Point annotation dataset records:
■ ■ ■ ■ ■
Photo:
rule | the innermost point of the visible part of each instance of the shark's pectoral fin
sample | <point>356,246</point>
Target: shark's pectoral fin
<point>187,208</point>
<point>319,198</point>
■ ■ ■ ■ ■
== OBJECTIVE ==
Duplicate these records line for line, with nothing changed.

== EXERCISE RESPONSE ==
Photo:
rule | the innermost point of the visible part of each instance of the shark's pectoral fin
sample | <point>356,246</point>
Target: shark's pectoral fin
<point>187,208</point>
<point>319,198</point>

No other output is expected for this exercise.